** Task goal **
Reproduce all of the entries below word for word, leaving out the pictures.

— begin Records for this exercise —

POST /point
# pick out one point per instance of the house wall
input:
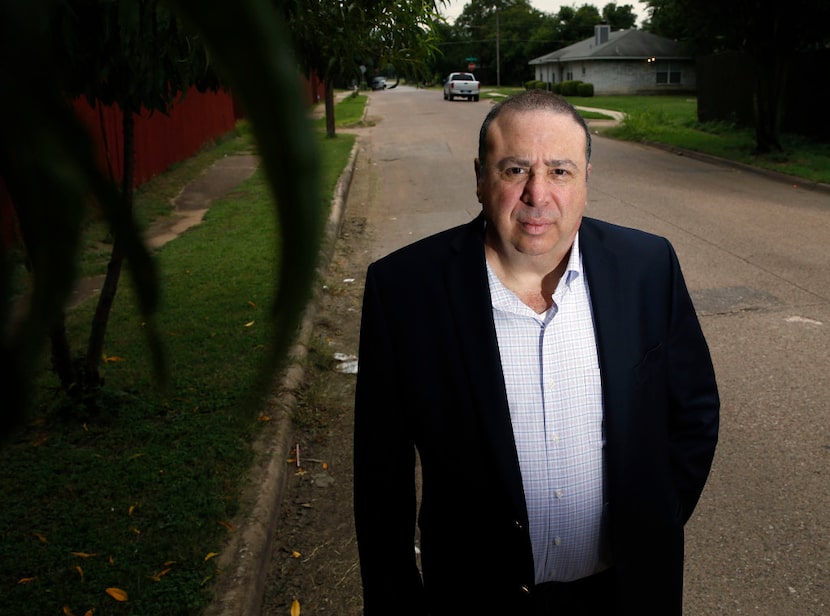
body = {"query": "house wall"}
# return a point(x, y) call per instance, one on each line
point(612, 78)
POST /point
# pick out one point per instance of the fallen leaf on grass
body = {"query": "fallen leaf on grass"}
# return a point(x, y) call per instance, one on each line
point(157, 577)
point(117, 594)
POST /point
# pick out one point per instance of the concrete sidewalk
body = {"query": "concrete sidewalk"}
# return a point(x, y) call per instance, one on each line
point(245, 556)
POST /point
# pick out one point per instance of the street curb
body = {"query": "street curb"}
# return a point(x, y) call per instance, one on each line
point(245, 557)
point(796, 182)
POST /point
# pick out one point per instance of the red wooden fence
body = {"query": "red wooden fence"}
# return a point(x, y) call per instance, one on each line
point(160, 140)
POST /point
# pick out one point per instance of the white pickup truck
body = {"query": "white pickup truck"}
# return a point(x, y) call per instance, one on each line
point(463, 85)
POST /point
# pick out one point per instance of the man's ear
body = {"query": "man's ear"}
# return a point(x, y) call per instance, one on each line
point(477, 165)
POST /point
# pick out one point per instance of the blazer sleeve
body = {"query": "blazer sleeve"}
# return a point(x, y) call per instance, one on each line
point(693, 396)
point(384, 475)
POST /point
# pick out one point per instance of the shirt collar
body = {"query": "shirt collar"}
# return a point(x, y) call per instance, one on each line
point(504, 299)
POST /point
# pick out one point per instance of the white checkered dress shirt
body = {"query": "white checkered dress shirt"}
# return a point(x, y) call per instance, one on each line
point(554, 391)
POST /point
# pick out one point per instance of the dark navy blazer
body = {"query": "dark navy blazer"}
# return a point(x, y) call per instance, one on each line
point(430, 380)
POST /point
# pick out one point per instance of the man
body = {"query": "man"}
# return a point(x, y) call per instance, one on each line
point(551, 373)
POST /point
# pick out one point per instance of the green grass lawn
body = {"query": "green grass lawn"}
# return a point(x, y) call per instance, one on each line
point(135, 490)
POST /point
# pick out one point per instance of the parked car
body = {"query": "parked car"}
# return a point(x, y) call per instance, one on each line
point(464, 85)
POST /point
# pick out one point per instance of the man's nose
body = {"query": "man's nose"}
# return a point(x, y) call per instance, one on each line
point(536, 190)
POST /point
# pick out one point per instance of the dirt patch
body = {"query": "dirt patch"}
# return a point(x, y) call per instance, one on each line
point(315, 554)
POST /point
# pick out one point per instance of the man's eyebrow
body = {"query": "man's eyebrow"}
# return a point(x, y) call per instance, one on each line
point(509, 161)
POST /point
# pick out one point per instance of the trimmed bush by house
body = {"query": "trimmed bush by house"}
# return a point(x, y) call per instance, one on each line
point(585, 89)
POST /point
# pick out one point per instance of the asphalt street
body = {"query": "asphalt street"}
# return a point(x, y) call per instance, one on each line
point(755, 252)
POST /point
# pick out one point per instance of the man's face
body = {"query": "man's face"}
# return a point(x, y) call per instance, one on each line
point(534, 187)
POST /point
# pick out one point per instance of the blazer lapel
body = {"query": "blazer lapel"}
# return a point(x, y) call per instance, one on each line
point(469, 293)
point(610, 308)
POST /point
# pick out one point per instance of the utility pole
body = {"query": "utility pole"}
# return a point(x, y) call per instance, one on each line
point(498, 55)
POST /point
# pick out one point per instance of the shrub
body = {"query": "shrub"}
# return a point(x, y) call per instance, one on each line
point(585, 89)
point(569, 88)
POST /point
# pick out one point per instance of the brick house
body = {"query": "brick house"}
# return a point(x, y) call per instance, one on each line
point(623, 62)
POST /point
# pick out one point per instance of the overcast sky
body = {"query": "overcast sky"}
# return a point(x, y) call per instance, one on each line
point(454, 8)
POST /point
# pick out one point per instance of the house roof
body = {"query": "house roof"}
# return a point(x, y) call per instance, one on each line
point(621, 45)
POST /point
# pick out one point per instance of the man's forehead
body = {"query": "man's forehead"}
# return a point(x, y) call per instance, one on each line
point(509, 123)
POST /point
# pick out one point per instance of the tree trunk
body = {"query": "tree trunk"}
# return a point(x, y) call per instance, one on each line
point(95, 346)
point(771, 82)
point(329, 89)
point(62, 354)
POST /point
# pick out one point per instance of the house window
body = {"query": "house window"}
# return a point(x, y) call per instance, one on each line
point(668, 73)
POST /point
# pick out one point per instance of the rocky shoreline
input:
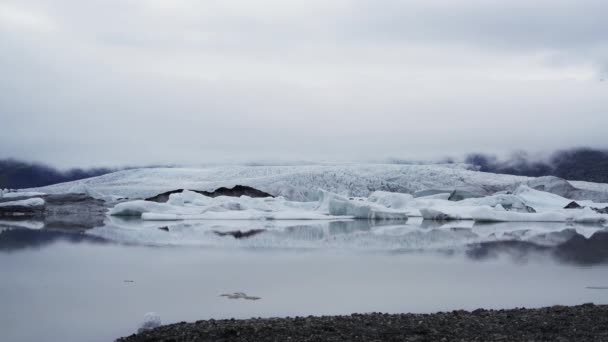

— end Records for this exercise —

** In response **
POST /point
# pick out one point per instance of the house wall
input:
body = {"query": "house wall"}
# return a point(x, y) call per instance, one on each line
point(612, 78)
POST /point
# pick out one point per instance of the fallen leaf on grass
body = {"query": "fallen leaf on grass"}
# return a point(x, y) call per instance, one on each line
point(157, 577)
point(117, 594)
POST /point
# pick out one point per instance of the concrete sidewalk
body = {"query": "concrete sidewalk"}
# return a point(x, y) call per instance, one on each line
point(245, 556)
POST /point
# pick out one point per instance of the street curb
body = {"query": "street curb"}
# return a point(x, y) call per instance, one on each line
point(245, 557)
point(796, 182)
POST /point
# pick out one point per instance of the red wooden fence
body = {"query": "red wooden fence"}
# return a point(x, y) call per instance, one on each line
point(160, 140)
POST /point
# pick out one point per instance of the white pickup truck
body = {"query": "white pickup truck"}
# return a point(x, y) call per instance, one on each line
point(463, 85)
POST /point
# pick out one point per instance of the man's ear
body = {"query": "man's ear"}
# return a point(x, y) call per instance, one on each line
point(477, 165)
POST /point
# pick out one point per instance of the blazer sleeve
body = {"query": "blazer sleeve"}
# return a point(x, y) call per instance, one on each line
point(693, 396)
point(384, 475)
POST /point
# pick out one point per instance of the shirt collar
body = {"query": "shirt collar"}
# return a point(x, y) call per instance, one on each line
point(504, 299)
POST /point
# pick out one point per instance of the white checkered dress shirt
body = {"query": "white checkered dress shirt"}
# return a point(x, y) call per instance, one on each line
point(554, 391)
POST /point
# pick out one point per instance of the dark navy blazer
body = {"query": "dark navy blazer"}
# return a point(x, y) call per instance, one on each line
point(430, 380)
POST /point
# pick out one point per instance of the man
body = {"query": "man"}
# return a point(x, y) call per instance, one on each line
point(551, 373)
POST /point
# pick out one point per instance of the green grass lawn
body = {"query": "green grass lawn"}
# return a point(x, y) call per instance, one on each line
point(135, 490)
POST /point
# pick out one point per instance of the parked car
body = {"query": "parked car"}
# return a point(x, y) call per instance, one on each line
point(464, 85)
POST /point
# pick out one point per instance of the man's nose
body = {"query": "man's nose"}
# return a point(x, y) call per instance, one on each line
point(536, 190)
POST /point
# pick out one point per instance of the dirt patch
body = {"query": "dirt patch"}
# return a point(x, y) call per instance, one on each line
point(315, 554)
POST /point
# pick out one point per instance of the man's eyebrow
body = {"query": "man's eyebrow"}
# return a point(x, y) call per instance, one on each line
point(509, 161)
POST /point
# pick out one point per instance of the trimmed bush by house
body = {"query": "trimmed bush by house"}
# return a point(x, y) call per instance, one on each line
point(585, 89)
POST /point
# pick out one point per instance of the asphalt street
body = {"query": "asphalt street"}
# return a point(x, y) call per instance, one on each line
point(755, 252)
POST /point
# pick out one point per instance of the man's face
body = {"query": "man's face"}
# return a point(x, y) call per instance, one on each line
point(534, 187)
POST /point
# pick out one point per instance of the blazer lapel
body = {"query": "blazer lapel"}
# return a point(x, y) call per instance, one on each line
point(469, 293)
point(610, 308)
POST /point
# pick out one point per instance of the utility pole
body = {"query": "utility pole"}
# return a point(x, y) call per instance, one on each line
point(498, 55)
POST /point
# pick out one point per instance of the shrub
body = {"query": "shrub"}
# return a point(x, y) call per instance, one on each line
point(585, 89)
point(569, 88)
POST /point
# pick out one point per instance of the brick house
body = {"query": "brick house"}
# return a point(x, y) call per instance, one on each line
point(623, 62)
POST /point
# pick out one point per instance of the overcast sky
body = {"query": "overcast sky"}
# return a point(x, y) call per instance, one on each line
point(454, 8)
POST /point
# pick out one point per instance of the house roof
body = {"query": "house roof"}
# return a point(x, y) call per instance, one on each line
point(621, 45)
POST /point
# pick out one point per instance of the man's forehead
body = {"query": "man's forehead"}
# return a point(x, y) call per instance, one on each line
point(509, 123)
POST /point
# pick out one point per instance of the tree trunk
body = {"query": "tree trunk"}
# return a point(x, y) call per instance, one on each line
point(95, 346)
point(771, 82)
point(329, 89)
point(62, 354)
POST /point
# pick out one point per instance of the house window
body = {"query": "house window"}
# return a point(x, y) call per instance, one on each line
point(668, 73)
POST /point
# pick out one point per instance of the rocky shoreline
input:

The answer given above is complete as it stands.